* **LISTING**
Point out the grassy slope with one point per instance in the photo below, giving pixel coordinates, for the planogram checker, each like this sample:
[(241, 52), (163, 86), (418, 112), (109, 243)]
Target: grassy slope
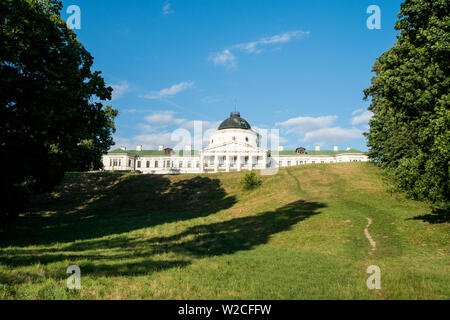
[(300, 236)]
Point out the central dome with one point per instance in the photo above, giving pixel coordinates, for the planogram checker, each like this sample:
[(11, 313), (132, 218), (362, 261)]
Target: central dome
[(235, 122)]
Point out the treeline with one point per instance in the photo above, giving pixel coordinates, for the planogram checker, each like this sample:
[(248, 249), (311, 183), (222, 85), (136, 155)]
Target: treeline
[(52, 119), (409, 134)]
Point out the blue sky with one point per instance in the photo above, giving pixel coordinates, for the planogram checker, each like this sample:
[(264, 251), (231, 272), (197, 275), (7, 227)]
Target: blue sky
[(297, 66)]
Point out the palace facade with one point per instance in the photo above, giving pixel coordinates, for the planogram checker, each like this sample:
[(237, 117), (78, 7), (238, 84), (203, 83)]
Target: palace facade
[(233, 147)]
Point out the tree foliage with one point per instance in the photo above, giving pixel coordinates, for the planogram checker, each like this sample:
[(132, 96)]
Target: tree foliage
[(250, 181), (51, 117), (409, 133)]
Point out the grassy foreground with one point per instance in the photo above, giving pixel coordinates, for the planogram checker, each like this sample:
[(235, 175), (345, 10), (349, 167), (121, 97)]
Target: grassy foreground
[(299, 236)]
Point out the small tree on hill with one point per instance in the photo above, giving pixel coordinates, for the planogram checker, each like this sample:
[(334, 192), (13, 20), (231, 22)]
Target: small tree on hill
[(250, 181)]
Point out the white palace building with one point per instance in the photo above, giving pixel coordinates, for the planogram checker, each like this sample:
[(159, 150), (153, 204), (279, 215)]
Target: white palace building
[(233, 147)]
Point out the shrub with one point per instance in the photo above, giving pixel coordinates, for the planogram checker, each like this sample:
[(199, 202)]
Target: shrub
[(250, 181)]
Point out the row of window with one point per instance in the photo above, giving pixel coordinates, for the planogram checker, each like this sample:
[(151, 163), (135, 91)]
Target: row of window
[(290, 163), (165, 164)]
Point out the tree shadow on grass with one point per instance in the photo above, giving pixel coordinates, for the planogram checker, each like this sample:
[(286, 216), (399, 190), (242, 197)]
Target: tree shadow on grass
[(436, 217), (94, 206), (136, 256)]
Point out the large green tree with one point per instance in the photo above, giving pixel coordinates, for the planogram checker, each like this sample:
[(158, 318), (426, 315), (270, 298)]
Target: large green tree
[(409, 133), (51, 114)]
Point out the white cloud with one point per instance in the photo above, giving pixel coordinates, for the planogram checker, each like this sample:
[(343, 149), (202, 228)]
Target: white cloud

* **THE TASK**
Please copy every entry above word for word, leaving out the picture.

* **SOLUTION**
Point out the grassy slope with one point per instance in the photo below, giving pixel coordinates, for the planogram checker, each like this sample:
[(241, 52), (163, 86), (418, 112), (109, 243)]
Target: grassy slope
[(300, 236)]
Point out the central dome with one point per instance in the photo above, giving pixel coordinates, for the planogram checker, each like this sample:
[(11, 313), (132, 218), (362, 261)]
Target: central dome
[(235, 122)]
Point out the treeline with one point per instance in the photo above, giving pixel coordinates, for the planogram checker, each like this sample:
[(248, 249), (311, 183), (222, 85), (136, 155)]
Target: treeline
[(52, 119), (409, 134)]
Point out the blue sky with one point per instance in the photo above, giving pixel coordinates, for the planogram checker, each like this sample:
[(264, 251), (231, 272), (197, 275), (7, 227)]
Target: blue sky
[(297, 66)]
Point out the palace facade with one point per instance in the photo above, giving pixel coordinates, for the planogram checker, each like this sample:
[(237, 117), (78, 7), (238, 84), (203, 83)]
Target: palace facade
[(233, 147)]
Point out the tree foliage with one point per instance in the photo above, giving pixel coordinates, for the planogram checker, each like this sample:
[(132, 96)]
Target: tree foliage
[(250, 181), (51, 117), (409, 133)]
Point out the grassy foreground with one point per instance in the photo above, giving pixel coordinates, for the planogram checker, each like this sample:
[(235, 175), (345, 10), (349, 167), (121, 97)]
Target: grassy foreground
[(299, 236)]
Point out the small tree on hill with one point per instance in the photo above, giving pixel coordinates, for the planogram checker, each like this sample:
[(334, 192), (13, 20), (231, 22)]
Target: small tree on hill
[(250, 181)]
Point out the white palace building with one point per instance in the photo above, giving pixel coordinates, for the planogram checker, each like this sample:
[(159, 150), (153, 204), (279, 215)]
Target: white palace building
[(233, 147)]
Point out the shrub with one point per instance in the photo above, giving pixel coordinates, for the planogram checker, each like this sample:
[(199, 202)]
Target: shrub
[(250, 181)]
Point out the row of window with one point per instance in the photo above, giving pixel coordinates, for the planogram checker, each like this sample:
[(151, 163), (135, 91)]
Target: row of window
[(290, 163), (165, 164)]
Point out the tree shadow on grass with one point per instance in the photo above, giving pixel coordinates, for the planogram checker, each like this sample:
[(286, 216), (399, 190), (242, 197)]
Target: tree shadow on grass
[(436, 217), (94, 206), (136, 256)]
Point out the large green tree with one point per instance in the photo above, giving pixel coordinates, for the planogram checker, each like this sample:
[(158, 318), (426, 315), (270, 298)]
Target: large green tree
[(409, 133), (51, 114)]
Point out the white cloud with one point per instance in the photo above, giving pixel coordinates, for the planogram checker, each like this sample:
[(343, 149), (202, 228)]
Target: white cloud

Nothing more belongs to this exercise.